=== SELECTED EXTRACT ===
This example shows how to use sounding reference signals (SRS) for synchronization, channel estimation, and uplink channel state information (CSI) estimation.

Introduction

Sounding reference signals are uplink physical signals used by user equipment (UE) for uplink channel sounding, including synchronization and CSI estimation. CSI comprises channel quality indicator (CQI), rank indicator (RI), and precoder matrix indicator (PMI). This example demonstrates how to use SRS to select the appropriate PMI under frequency-selective time-varying noisy channels. Uplink codebook-based transmissions use PMIs, as defined in TS 38.211 Section 6.3.1.5 [ 1 ].

This example performs a simulation including:

  • SRS configuration and transmission

  • Perfect and practical synchronization and channel estimation

  • Signal-to-noise ratio (SNR) estimation

  • PMI selection

  • PMI selection performance assessment

Simulation Length and SNR

Set the length of the simulation in terms of the number of 10 ms frames. Set the SNR points to simulate. The SNR is defined per RE and applies to each receive antenna.

numFrames = 1; % 10 ms frames
snr = 20; % SNR in dB

UE and SRS Configuration

Set the key parameters of the simulation. These include:

  • The bandwidth in resource blocks (12 subcarriers per resource block)

  • Subcarrier spacing: 15, 30, 60, 120, 240 (kHz)

  • Cyclic prefix length: normal or extended

  • Number of transmit and receive antennas: 1, 2 or 4.

  • Number of layers. It must be lower than or equal to the number of transmit and receive antennas.

The SRS parameters specified include:

  • Number of SRS antenna ports: 1,2,4

  • Number of OFDM symbols allocated for SRS per slot: 1,2,4

  • Starting OFDM symbol of the SRS transmission within a slot. It must be (8...13) for normal CP and (6...11) for extended CP.

  • Starting position of the SRS in frequency specified in RBs

  • Bandwidth and frequency hopping configuration CSRS, BSRS, and BHop. Set BHop >= BSRS to disable frequency hopping.

  • Transmission comb to specify the SRS frequency density in subcarriers: 2,4

  • Number of repeated SRS symbols within a slot. It disables frequency hopping in blocks of Repetition symbols. Set Repetition = 1 for no repetition.

  • Periodicity and offset of the SRS in slots.

  • Resource type can be 'periodic', 'semi-persistent', and 'aperiodic'. The frequency hopping pattern is reset for aperiodic SRS resource types in every slot.

Coordinate annotation records:
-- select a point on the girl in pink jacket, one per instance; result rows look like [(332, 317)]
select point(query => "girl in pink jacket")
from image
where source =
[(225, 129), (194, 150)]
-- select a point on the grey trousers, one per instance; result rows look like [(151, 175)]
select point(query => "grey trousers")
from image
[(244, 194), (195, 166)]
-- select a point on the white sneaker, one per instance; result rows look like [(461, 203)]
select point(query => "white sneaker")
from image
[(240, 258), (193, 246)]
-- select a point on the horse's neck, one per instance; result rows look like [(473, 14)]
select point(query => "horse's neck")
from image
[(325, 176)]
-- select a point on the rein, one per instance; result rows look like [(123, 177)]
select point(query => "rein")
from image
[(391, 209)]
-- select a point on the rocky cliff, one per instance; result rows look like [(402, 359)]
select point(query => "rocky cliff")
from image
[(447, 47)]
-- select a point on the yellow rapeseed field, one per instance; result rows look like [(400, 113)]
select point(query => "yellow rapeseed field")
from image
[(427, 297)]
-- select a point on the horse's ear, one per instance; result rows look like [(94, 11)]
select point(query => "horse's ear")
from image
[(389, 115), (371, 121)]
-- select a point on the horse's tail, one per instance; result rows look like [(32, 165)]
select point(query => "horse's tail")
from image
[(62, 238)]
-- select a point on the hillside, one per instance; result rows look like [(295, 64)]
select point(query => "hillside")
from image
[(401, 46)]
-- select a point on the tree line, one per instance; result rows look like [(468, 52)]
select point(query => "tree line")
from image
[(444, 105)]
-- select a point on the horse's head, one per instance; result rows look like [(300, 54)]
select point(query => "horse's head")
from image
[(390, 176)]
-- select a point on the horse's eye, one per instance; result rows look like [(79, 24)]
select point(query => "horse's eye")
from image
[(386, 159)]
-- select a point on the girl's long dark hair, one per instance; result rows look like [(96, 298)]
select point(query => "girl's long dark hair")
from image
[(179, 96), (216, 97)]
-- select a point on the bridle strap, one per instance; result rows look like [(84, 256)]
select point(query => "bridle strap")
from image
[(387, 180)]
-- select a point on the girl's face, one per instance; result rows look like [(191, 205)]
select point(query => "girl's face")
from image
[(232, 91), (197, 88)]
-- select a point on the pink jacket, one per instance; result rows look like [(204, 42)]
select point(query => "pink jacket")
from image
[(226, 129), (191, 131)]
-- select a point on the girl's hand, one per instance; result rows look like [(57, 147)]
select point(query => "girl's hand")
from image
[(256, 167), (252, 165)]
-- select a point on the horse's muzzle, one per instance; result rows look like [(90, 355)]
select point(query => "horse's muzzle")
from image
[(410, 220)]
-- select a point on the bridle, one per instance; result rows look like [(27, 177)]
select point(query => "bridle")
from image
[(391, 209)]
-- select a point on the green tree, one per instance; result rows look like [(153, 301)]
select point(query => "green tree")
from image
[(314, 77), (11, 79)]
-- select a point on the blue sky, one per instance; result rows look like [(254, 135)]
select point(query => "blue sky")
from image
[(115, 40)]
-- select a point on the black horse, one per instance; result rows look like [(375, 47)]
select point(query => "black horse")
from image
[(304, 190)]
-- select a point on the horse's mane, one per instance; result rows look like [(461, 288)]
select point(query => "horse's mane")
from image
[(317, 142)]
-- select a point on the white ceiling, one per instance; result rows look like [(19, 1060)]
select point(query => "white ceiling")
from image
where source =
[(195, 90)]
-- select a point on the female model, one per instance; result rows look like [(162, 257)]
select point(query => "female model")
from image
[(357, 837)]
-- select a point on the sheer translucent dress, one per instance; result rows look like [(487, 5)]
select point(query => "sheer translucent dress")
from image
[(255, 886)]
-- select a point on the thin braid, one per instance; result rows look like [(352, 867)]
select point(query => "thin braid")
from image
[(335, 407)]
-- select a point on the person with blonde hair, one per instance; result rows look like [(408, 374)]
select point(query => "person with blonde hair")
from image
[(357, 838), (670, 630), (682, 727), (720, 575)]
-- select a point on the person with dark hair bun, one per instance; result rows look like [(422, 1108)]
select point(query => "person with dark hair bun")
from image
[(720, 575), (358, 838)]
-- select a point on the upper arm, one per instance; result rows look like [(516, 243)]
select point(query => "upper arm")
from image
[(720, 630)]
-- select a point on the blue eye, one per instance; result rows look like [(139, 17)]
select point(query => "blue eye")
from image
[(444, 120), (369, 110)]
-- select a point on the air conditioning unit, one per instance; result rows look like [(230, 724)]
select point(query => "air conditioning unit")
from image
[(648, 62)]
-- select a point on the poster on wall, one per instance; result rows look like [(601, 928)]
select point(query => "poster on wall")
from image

=== TASKS ===
[1] In the sounding reference signal text, what range must the starting OFDM symbol of the SRS transmission fall within for normal CP?
[2] Give the part of the listing that begins at the line with "-- select a point on the horse's head, one" and runs through the line with "[(195, 90)]" as a Markdown table with the columns Nr and Line, omitting blank lines.
The sounding reference signal text has no connection to the listing.

=== LIST OF SOLUTIONS ===
[1] It must be within symbols 8 to 13.

[2]
| Nr | Line |
|---|---|
| 1 | -- select a point on the horse's head, one per instance; result rows look like [(300, 54)] |
| 2 | select point(query => "horse's head") |
| 3 | from image |
| 4 | [(390, 176)] |
| 5 | -- select a point on the horse's eye, one per instance; result rows look like [(79, 24)] |
| 6 | select point(query => "horse's eye") |
| 7 | from image |
| 8 | [(386, 159)] |
| 9 | -- select a point on the girl's long dark hair, one per instance; result rows look like [(96, 298)] |
| 10 | select point(query => "girl's long dark hair") |
| 11 | from image |
| 12 | [(179, 96), (216, 97)] |
| 13 | -- select a point on the bridle strap, one per instance; result rows look like [(84, 256)] |
| 14 | select point(query => "bridle strap") |
| 15 | from image |
| 16 | [(387, 180)] |
| 17 | -- select a point on the girl's face, one per instance; result rows look like [(191, 205)] |
| 18 | select point(query => "girl's face") |
| 19 | from image |
| 20 | [(232, 91), (197, 88)] |
| 21 | -- select a point on the pink jacket, one per instance; result rows look like [(204, 42)] |
| 22 | select point(query => "pink jacket") |
| 23 | from image |
| 24 | [(226, 129), (191, 131)] |
| 25 | -- select a point on the girl's hand, one per instance; result rows look like [(57, 147)] |
| 26 | select point(query => "girl's hand") |
| 27 | from image |
| 28 | [(256, 167), (252, 165)] |
| 29 | -- select a point on the horse's muzzle, one per instance; result rows look like [(90, 355)] |
| 30 | select point(query => "horse's muzzle") |
| 31 | from image |
| 32 | [(410, 220)] |
| 33 | -- select a point on the bridle, one per instance; result rows look like [(27, 177)] |
| 34 | select point(query => "bridle") |
| 35 | from image |
| 36 | [(391, 209)] |
| 37 | -- select a point on the green tree, one per instance; result rows look like [(153, 301)] |
| 38 | select point(query => "green tree") |
| 39 | from image |
| 40 | [(314, 77), (11, 79)] |
| 41 | -- select a point on the blue sky, one per instance; result rows look like [(254, 135)] |
| 42 | select point(query => "blue sky") |
| 43 | from image |
| 44 | [(115, 40)] |
| 45 | -- select a point on the black horse, one per instance; result rows look like [(375, 47)] |
| 46 | select point(query => "black horse") |
| 47 | from image |
| 48 | [(304, 190)] |
| 49 | -- select a point on the horse's mane, one per instance; result rows look like [(461, 288)] |
| 50 | select point(query => "horse's mane") |
| 51 | from image |
| 52 | [(317, 142)] |
| 53 | -- select a point on the white ceiling, one per instance; result rows look like [(19, 1060)] |
| 54 | select point(query => "white ceiling") |
| 55 | from image |
| 56 | where source = |
| 57 | [(195, 90)] |